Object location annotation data
***
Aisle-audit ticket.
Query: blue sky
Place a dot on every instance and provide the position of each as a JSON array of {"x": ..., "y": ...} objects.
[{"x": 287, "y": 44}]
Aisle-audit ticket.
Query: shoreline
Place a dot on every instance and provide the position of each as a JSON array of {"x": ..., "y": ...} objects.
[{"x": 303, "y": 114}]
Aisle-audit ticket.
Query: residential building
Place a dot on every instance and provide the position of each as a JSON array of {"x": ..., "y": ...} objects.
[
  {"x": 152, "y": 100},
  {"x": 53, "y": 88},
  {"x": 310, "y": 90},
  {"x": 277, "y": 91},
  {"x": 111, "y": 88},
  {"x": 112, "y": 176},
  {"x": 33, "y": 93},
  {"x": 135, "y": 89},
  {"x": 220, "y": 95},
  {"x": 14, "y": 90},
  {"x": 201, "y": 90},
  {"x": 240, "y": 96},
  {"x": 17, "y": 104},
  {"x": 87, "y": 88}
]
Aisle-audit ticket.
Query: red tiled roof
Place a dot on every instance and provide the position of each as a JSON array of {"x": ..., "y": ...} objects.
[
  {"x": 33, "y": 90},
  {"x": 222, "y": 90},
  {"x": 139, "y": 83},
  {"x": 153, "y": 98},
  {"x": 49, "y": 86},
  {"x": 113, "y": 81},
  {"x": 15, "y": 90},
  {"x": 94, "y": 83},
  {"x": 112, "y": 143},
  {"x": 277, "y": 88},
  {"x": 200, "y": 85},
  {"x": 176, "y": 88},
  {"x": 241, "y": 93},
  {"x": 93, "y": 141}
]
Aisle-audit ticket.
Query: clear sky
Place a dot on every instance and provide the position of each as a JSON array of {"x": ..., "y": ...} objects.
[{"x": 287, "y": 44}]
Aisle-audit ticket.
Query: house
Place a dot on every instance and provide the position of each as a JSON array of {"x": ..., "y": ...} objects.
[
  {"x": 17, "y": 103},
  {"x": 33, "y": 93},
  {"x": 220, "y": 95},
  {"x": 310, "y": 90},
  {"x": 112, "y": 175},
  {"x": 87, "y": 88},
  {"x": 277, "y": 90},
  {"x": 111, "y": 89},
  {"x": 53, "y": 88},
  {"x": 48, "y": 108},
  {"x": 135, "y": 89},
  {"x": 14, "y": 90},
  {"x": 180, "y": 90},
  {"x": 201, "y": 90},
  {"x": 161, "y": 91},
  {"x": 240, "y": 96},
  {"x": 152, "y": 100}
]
***
Short task.
Identify every line in the data above that contains the string "Query", and copy each of those lines.

Written solution.
Query: blue sky
Query: shoreline
Query: residential building
Query: red tiled roof
Query: clear sky
Query: house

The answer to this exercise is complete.